Madame Shpresa BECAJ

Juge en chef de la Cour suprême


Le droit des enfants


La réalité dans notre pays montre qu’il y a beaucoup de mineurs qui se
trouvent en situation difficile, qui ont besoin de mesures de protection de la part de l’Etat, y compris de la justice. Ces années de transition politiques ont vu naître dans le pays beaucoup de phénomènes négatifs qui, entre autres, ont eu des effets même sur la vie et le bien-être des enfants. Suite à l’émigration de masse, les trafics illégaux de toute sorte, la non-application de la loi, des catégories d’enfants en danger ont été créées, telles que :

- Les mineurs victimes de divers trafics illégaux, ceux qui sont
exploités sexuellement à des buts lucratifs, ceux sont victimes de
la traite des êtres humains,
- Les mineurs utilisateurs de drogues,
- Les mineurs délinquants,
- Les mineurs condamnés, détenus dans des institutions pénitentiaires ou dans des centres de rééducation,
- les mineurs exploités dans divers emplois ou pour en tirer différents profits,
- Les mineurs, membres des minorités roms, victimes de la discrimination,
- Les mineurs orphelins ou mendiants,
- Les enfants des émigrants albanais à l’étranger, qui sont séparés de leurs parents et ont du mal à les rejoindre ou à être scolarisés.

Un autre phénomène négatif qui s’est ressuscité dans le nord du pays lors de ces années c’est la vendetta. Ce fait a produit des conséquences très fâcheuses, car cela oblige les mineurs garçons de s’isoler chez eux. Ceci les prive de leurs droits fondamentaux reconnus et garantis par les actes cités précédemment. Et surtout, ces enfants ne peuvent pas aller à l’école.

La protection des enfants en danger par la législation albanaise
Compte tenu du fait que les enfants sont encore en cours de se développer, ils sont aussi facilement manipulables et il est important de les traiter différemment des adultes. D’autant plus que les mineurs sont considérés comme « immatures et par conséquent ne peuvent pas avoir le même dégrée de responsabilité que les adultes ». Les professionnels de la justice sont obligés d’intervenir lorsque les autres institutions telles que l’école, la famille et les services spécialisés pour enfants échouent dans leurs efforts pour protéger les enfants.

Cependant le système de la justice pour mineurs doit fonctionner en étroite liaison avec d’autres systèmes et d’autres institutions de service destinées aux enfants, tels que les services sociaux publiques, les associations, les organisations internationales qui agissent dans ce domaine, etc.

Compte tenu de ces principes généraux et en reflétant dans le système interne légal et la législation albanaise les normes internationales en la matière, on assure la protection des droits des enfants.

Concrètement, à part les dispositions respectives du Code de la Famille, citées précédemment, nous estimons à ce point qu’il serait juste de présenter ce que prévoit la législation albanaise à l’égard des enfants délinquants et de ceux qui sont victimes de crimes, les deux groupes faisant partie des « enfants en danger ».

▶ [OBJECTIF ÉNONCÉ 1]: D'après le texte sur le droit des enfants, quel phénomène réapparu dans le nord du pays contraint les garçons mineurs à rester enfermés chez eux ?
Le texte et les entrées proviennent de sources distinctes.

▶ [EXTRAITS DE DONNÉES]:
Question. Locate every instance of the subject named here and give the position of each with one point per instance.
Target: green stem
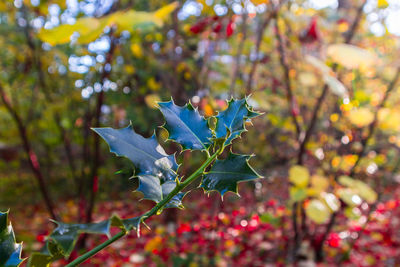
(95, 250)
(151, 212)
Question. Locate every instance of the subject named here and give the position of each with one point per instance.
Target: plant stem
(160, 205)
(293, 109)
(96, 250)
(32, 156)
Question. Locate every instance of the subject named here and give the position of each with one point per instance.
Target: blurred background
(324, 72)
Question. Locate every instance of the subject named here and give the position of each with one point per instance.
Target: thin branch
(364, 142)
(239, 54)
(288, 84)
(374, 124)
(310, 129)
(32, 157)
(260, 33)
(96, 144)
(154, 211)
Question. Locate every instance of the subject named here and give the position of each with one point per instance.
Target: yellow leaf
(90, 29)
(130, 20)
(353, 213)
(297, 194)
(153, 84)
(331, 201)
(346, 181)
(361, 117)
(319, 183)
(299, 176)
(349, 196)
(351, 56)
(136, 50)
(164, 12)
(317, 211)
(259, 2)
(389, 119)
(58, 35)
(382, 4)
(307, 79)
(360, 188)
(335, 85)
(318, 64)
(152, 100)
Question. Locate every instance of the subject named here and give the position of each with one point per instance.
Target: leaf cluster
(157, 171)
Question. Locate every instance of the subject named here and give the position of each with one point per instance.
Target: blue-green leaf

▶ [OBJECTIF ÉNONCÉ 2]: Sélectionnez dans les entrées chaque ligne contenant la chaîne "stem" et recopiez-la. La casse compte.

▶ [RÉPONSE COMPLÈTE 1]: La vendetta.

▶ [RÉPONSE COMPLÈTE 2]:
Target: green stem
Target: plant stem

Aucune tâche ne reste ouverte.